EXERCISE DESCRIPTION -
Beginning at the line that includes "-- sample [200,35]." in the entries below, print each line exactly as it appears, through the last one.

INPUT -

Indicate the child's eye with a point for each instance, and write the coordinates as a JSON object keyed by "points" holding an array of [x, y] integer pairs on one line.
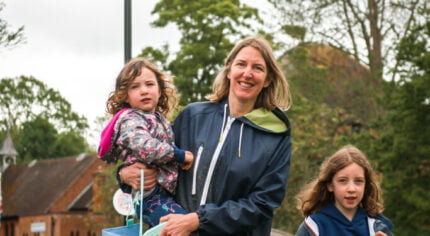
{"points": [[259, 68]]}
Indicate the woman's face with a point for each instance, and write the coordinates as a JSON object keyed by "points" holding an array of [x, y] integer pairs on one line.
{"points": [[247, 76]]}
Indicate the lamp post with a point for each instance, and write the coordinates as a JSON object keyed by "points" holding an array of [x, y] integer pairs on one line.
{"points": [[127, 30]]}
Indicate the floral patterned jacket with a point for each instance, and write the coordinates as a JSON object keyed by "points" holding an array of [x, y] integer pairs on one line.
{"points": [[137, 136]]}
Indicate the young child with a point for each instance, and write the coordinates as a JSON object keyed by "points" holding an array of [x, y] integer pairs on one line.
{"points": [[345, 198], [139, 132]]}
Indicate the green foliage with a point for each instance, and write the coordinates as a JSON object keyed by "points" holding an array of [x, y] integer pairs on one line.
{"points": [[40, 120], [318, 129], [9, 38], [25, 98], [404, 145], [36, 139], [207, 28]]}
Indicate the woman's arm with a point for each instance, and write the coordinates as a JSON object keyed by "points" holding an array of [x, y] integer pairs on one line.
{"points": [[129, 177]]}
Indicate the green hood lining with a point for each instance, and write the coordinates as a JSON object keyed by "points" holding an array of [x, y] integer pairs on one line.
{"points": [[267, 119]]}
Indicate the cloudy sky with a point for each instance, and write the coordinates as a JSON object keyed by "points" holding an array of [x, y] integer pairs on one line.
{"points": [[76, 46]]}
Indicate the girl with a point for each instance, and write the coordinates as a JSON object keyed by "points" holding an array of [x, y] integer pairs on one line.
{"points": [[345, 199], [139, 132]]}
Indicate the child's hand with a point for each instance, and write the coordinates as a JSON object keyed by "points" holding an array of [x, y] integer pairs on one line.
{"points": [[188, 161], [380, 233]]}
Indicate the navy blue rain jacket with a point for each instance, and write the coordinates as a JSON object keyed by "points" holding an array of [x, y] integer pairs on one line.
{"points": [[240, 172]]}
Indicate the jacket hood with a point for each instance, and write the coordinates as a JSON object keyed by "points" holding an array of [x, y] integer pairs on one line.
{"points": [[275, 121]]}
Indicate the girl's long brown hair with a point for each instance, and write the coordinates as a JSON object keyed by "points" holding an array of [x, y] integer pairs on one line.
{"points": [[117, 99], [315, 195]]}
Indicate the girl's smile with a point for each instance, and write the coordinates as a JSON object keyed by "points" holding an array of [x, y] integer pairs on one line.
{"points": [[144, 91], [348, 186]]}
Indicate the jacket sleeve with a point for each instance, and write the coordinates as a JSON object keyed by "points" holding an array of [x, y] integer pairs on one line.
{"points": [[134, 135], [257, 207]]}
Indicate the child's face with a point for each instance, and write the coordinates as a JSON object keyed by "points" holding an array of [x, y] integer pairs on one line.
{"points": [[348, 188], [144, 92]]}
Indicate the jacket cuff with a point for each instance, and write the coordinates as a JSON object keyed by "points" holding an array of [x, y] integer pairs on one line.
{"points": [[123, 186], [178, 154]]}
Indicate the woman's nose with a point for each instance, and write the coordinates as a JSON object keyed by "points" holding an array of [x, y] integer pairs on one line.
{"points": [[248, 72]]}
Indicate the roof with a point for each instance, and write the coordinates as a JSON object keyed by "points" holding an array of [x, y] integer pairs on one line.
{"points": [[30, 189]]}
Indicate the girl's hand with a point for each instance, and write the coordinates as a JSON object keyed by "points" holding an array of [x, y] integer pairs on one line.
{"points": [[188, 161], [380, 233], [131, 176], [180, 225]]}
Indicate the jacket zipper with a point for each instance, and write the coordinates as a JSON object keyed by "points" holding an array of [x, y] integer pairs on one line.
{"points": [[196, 166], [214, 160]]}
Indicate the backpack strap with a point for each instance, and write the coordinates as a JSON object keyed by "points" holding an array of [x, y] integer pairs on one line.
{"points": [[371, 223], [312, 225]]}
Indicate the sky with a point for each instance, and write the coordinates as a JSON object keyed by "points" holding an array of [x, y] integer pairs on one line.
{"points": [[77, 47]]}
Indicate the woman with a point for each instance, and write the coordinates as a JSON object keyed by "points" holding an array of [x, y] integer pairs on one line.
{"points": [[242, 148]]}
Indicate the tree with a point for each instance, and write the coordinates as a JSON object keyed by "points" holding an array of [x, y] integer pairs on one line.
{"points": [[208, 28], [40, 120], [367, 30], [9, 38], [36, 139], [25, 98], [403, 148]]}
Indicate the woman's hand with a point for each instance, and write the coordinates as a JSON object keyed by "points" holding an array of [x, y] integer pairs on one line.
{"points": [[180, 225], [131, 176]]}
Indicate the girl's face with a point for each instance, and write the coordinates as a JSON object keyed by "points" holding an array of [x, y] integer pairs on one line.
{"points": [[348, 188], [247, 76], [144, 92]]}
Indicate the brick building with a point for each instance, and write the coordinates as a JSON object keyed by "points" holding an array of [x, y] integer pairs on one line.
{"points": [[50, 197]]}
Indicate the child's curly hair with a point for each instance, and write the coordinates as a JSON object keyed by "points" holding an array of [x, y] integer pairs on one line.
{"points": [[316, 195], [117, 99]]}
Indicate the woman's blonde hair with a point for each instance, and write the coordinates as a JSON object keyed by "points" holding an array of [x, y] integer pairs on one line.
{"points": [[316, 195], [131, 70], [277, 94]]}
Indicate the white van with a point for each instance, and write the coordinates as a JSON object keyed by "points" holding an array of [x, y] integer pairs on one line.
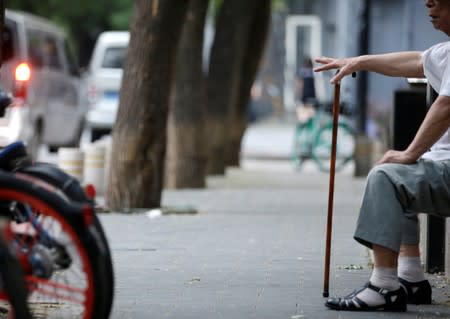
{"points": [[103, 81], [40, 71]]}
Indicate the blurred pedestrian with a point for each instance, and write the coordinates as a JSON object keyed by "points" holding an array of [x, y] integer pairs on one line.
{"points": [[305, 91]]}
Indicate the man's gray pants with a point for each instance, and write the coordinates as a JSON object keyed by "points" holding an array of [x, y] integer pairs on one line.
{"points": [[393, 196]]}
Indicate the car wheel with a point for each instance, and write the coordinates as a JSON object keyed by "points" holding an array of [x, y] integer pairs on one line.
{"points": [[98, 133]]}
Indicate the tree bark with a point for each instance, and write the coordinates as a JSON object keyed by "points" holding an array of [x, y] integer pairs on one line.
{"points": [[252, 58], [224, 76], [139, 135], [186, 150]]}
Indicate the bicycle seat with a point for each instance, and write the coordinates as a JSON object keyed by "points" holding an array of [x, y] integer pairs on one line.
{"points": [[13, 155]]}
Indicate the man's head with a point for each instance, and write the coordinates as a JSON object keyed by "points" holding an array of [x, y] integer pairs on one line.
{"points": [[439, 12]]}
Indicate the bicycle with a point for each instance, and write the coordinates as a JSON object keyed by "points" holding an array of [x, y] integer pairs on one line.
{"points": [[41, 254], [58, 242], [312, 139]]}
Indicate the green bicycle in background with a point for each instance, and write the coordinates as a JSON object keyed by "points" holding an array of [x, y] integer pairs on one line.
{"points": [[312, 139]]}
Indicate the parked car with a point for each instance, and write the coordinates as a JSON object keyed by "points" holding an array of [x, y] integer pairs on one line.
{"points": [[43, 76], [103, 80]]}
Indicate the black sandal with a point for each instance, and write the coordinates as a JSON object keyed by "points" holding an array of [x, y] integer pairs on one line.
{"points": [[419, 293], [394, 301]]}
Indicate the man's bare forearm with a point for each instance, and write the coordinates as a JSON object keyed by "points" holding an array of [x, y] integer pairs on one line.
{"points": [[401, 64]]}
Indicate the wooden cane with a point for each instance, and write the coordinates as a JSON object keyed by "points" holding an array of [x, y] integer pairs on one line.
{"points": [[337, 90], [336, 106]]}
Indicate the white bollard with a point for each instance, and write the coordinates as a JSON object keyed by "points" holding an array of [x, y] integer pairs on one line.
{"points": [[94, 167], [70, 160]]}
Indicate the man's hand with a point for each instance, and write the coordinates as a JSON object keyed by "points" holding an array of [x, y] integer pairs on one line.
{"points": [[346, 66], [401, 157]]}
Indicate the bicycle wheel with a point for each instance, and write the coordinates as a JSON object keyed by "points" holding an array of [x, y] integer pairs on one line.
{"points": [[61, 258], [345, 146], [301, 145], [73, 190], [13, 281]]}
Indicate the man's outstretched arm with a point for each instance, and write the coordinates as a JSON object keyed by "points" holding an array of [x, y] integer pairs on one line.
{"points": [[401, 64]]}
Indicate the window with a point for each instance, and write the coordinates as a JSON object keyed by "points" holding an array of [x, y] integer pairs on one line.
{"points": [[43, 50], [71, 60], [8, 41], [114, 58]]}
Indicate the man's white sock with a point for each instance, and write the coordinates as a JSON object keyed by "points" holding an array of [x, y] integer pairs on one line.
{"points": [[410, 269], [382, 278]]}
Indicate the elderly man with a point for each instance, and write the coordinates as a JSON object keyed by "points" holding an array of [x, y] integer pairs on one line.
{"points": [[404, 182]]}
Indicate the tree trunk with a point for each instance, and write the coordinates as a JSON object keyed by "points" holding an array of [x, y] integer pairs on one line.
{"points": [[139, 135], [224, 76], [2, 22], [252, 58], [186, 150]]}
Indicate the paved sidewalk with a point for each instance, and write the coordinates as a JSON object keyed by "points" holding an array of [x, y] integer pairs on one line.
{"points": [[254, 250]]}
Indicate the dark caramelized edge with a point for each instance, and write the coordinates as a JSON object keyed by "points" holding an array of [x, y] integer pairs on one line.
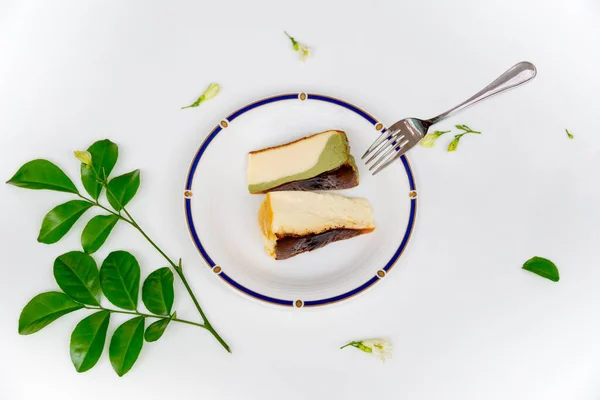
{"points": [[289, 246], [343, 177]]}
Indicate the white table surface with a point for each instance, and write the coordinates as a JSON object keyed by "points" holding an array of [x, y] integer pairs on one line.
{"points": [[465, 320]]}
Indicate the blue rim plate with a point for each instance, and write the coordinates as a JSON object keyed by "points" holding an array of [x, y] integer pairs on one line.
{"points": [[342, 285]]}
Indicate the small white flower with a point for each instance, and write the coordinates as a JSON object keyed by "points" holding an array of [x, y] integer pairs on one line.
{"points": [[304, 51], [380, 348], [377, 347], [84, 156]]}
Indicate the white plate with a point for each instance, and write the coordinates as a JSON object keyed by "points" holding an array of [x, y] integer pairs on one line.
{"points": [[222, 215]]}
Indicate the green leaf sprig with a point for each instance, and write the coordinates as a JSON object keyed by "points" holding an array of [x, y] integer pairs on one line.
{"points": [[302, 49], [466, 130], [76, 273], [542, 267], [118, 279], [430, 139], [211, 91]]}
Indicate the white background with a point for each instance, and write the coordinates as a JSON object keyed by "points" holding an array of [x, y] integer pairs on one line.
{"points": [[465, 320]]}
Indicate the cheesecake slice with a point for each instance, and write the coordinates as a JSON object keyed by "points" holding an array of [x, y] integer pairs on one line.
{"points": [[293, 222], [317, 162]]}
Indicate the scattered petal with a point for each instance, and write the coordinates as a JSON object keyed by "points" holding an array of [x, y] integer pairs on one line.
{"points": [[429, 140]]}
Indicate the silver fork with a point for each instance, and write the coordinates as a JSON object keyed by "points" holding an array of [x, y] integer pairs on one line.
{"points": [[406, 133]]}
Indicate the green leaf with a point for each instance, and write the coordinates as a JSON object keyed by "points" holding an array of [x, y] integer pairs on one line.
{"points": [[44, 309], [543, 267], [60, 219], [104, 157], [42, 174], [96, 231], [87, 340], [120, 279], [77, 275], [126, 344], [122, 189], [157, 291], [156, 329], [429, 140]]}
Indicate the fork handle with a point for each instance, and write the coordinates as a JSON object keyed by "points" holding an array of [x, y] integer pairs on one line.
{"points": [[517, 75]]}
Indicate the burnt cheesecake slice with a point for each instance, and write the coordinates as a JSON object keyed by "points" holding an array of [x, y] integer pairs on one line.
{"points": [[317, 162], [293, 222]]}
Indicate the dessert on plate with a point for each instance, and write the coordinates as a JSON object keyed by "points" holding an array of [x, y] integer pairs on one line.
{"points": [[318, 162], [294, 222]]}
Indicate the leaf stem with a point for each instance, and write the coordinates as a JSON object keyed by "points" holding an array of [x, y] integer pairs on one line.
{"points": [[177, 267], [183, 321]]}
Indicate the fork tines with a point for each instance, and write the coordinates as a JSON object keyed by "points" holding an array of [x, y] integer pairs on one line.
{"points": [[390, 143]]}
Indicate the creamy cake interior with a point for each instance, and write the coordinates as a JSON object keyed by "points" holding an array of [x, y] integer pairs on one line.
{"points": [[318, 162], [293, 222]]}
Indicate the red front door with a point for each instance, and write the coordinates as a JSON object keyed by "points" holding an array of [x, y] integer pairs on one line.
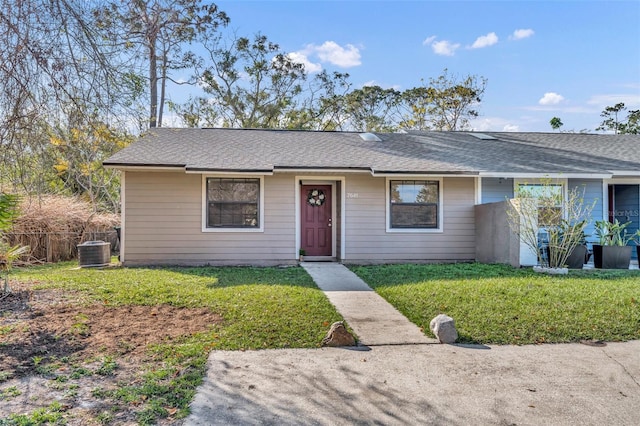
{"points": [[316, 220]]}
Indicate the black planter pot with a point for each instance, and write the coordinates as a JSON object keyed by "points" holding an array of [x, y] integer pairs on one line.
{"points": [[611, 257], [577, 258]]}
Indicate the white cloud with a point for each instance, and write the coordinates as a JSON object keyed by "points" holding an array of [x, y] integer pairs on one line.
{"points": [[328, 52], [301, 58], [521, 33], [445, 48], [485, 41], [332, 52], [610, 100], [493, 124], [551, 98], [427, 41]]}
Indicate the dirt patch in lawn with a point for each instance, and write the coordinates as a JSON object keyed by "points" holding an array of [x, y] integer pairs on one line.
{"points": [[55, 349]]}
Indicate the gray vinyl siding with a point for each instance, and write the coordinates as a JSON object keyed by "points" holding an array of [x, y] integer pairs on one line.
{"points": [[592, 195], [163, 223], [368, 241], [495, 190]]}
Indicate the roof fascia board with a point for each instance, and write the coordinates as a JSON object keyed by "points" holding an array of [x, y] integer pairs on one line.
{"points": [[198, 171], [547, 175], [625, 173], [322, 170], [431, 174], [144, 168]]}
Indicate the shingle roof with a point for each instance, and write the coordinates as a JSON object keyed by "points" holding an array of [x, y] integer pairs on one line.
{"points": [[246, 150]]}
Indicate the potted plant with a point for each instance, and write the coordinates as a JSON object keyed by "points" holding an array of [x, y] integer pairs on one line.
{"points": [[579, 255], [612, 251], [567, 245]]}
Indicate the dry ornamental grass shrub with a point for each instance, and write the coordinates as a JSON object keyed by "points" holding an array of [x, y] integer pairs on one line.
{"points": [[53, 226]]}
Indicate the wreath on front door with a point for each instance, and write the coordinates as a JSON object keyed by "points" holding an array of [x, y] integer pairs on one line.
{"points": [[316, 197]]}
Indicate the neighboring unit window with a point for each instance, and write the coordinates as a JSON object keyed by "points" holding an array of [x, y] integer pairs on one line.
{"points": [[414, 203], [233, 203], [549, 197]]}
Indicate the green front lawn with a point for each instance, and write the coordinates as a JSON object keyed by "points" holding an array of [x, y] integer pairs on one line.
{"points": [[259, 308], [501, 305]]}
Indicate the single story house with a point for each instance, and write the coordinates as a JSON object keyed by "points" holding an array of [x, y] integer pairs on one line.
{"points": [[244, 196]]}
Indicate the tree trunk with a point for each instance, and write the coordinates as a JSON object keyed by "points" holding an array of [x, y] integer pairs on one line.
{"points": [[153, 85]]}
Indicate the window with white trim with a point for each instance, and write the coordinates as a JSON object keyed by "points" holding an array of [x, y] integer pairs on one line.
{"points": [[550, 198], [233, 203], [414, 204]]}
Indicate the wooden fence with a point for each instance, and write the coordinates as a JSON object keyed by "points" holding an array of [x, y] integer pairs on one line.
{"points": [[59, 246]]}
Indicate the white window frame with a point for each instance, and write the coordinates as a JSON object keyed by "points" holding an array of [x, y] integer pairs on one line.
{"points": [[387, 191], [563, 182], [204, 213]]}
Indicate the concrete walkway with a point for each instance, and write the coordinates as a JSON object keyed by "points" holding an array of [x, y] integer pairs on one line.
{"points": [[555, 385], [389, 383], [372, 318]]}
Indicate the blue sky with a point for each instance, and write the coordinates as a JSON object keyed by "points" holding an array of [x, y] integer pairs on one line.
{"points": [[542, 59]]}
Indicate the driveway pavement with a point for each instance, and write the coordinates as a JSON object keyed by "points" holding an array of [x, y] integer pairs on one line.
{"points": [[403, 377]]}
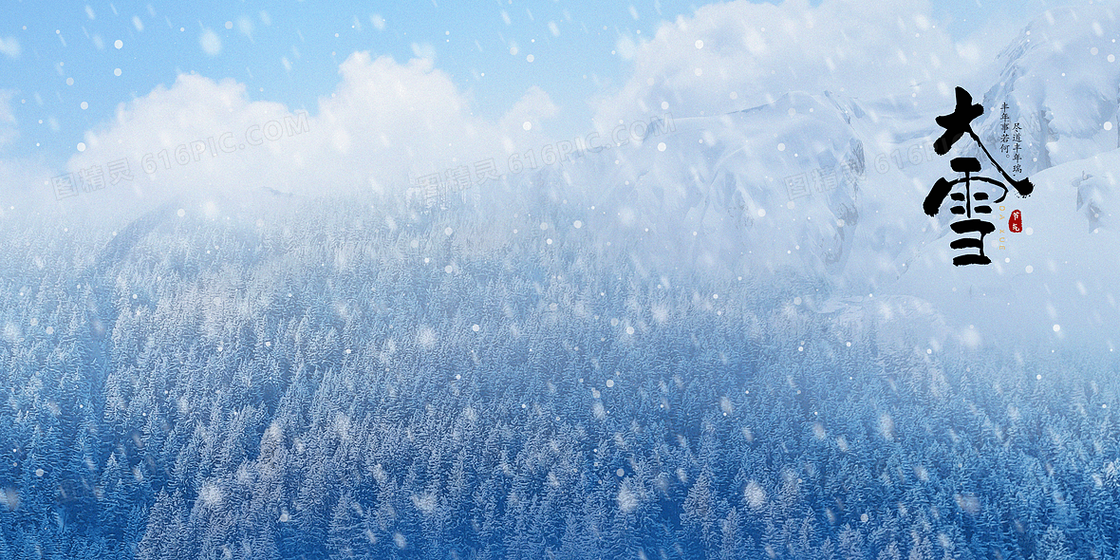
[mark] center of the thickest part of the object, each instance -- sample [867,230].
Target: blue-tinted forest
[344,385]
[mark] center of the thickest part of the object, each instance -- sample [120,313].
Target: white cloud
[761,52]
[10,47]
[211,43]
[383,123]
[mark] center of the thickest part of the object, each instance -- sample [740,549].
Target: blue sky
[289,52]
[66,66]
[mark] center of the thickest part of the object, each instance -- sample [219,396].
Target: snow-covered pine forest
[345,385]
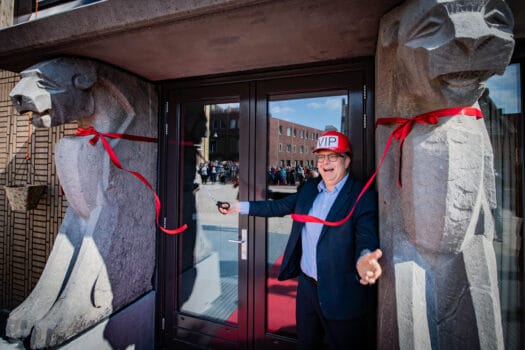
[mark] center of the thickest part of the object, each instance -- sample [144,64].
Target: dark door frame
[254,87]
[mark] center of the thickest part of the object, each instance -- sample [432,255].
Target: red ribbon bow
[400,133]
[91,131]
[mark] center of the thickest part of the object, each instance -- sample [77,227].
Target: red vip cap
[333,141]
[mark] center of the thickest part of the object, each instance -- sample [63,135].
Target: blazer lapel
[340,207]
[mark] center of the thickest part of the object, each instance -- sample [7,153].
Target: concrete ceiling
[165,39]
[160,39]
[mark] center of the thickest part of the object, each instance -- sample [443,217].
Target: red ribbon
[91,131]
[400,133]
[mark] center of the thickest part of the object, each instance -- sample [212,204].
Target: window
[503,116]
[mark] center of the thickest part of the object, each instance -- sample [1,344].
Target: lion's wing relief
[79,167]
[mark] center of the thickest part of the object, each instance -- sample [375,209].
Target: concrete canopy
[162,39]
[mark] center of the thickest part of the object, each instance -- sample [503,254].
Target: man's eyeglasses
[333,157]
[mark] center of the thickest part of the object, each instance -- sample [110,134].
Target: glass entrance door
[205,277]
[250,140]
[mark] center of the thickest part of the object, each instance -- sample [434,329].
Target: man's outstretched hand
[368,267]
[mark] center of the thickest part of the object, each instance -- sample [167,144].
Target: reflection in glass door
[295,124]
[210,272]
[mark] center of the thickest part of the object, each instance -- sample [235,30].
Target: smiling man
[335,259]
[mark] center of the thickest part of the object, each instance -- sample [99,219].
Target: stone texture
[437,230]
[104,254]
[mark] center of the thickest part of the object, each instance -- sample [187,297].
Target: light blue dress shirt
[311,231]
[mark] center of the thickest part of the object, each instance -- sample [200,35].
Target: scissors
[220,204]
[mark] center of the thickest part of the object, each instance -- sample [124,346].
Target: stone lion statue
[439,289]
[103,257]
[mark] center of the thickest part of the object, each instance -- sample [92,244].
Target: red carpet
[280,301]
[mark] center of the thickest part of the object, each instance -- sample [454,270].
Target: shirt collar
[322,187]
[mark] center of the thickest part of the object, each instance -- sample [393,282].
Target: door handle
[242,242]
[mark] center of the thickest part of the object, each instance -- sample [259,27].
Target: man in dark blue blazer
[334,258]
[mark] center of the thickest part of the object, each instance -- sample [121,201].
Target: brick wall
[26,238]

TASK RESULT -
[mark] center of the thickest part of the object, each instance -- sample [200,35].
Target: scissors
[220,204]
[mark] center of the thickest part of the object, each instance -- sample [124,346].
Target: stone lion statue
[439,289]
[103,257]
[mark] center of the thickest part of the object, each instance -- sample [92,244].
Target: red carpet
[280,301]
[mark] center of the thickest part of the object, each instance -- sample [454,270].
Target: shirt collar
[322,187]
[mark] center of the thickest part of the object, each instance -- sample [393,282].
Target: door handle
[242,242]
[mark] center of the thickest part of the object, each instance -- sample [259,27].
Target: man in dark blue blazer
[334,258]
[mark] center of the thickest part of the object, each instance -- sample [121,201].
Target: brick wall
[26,238]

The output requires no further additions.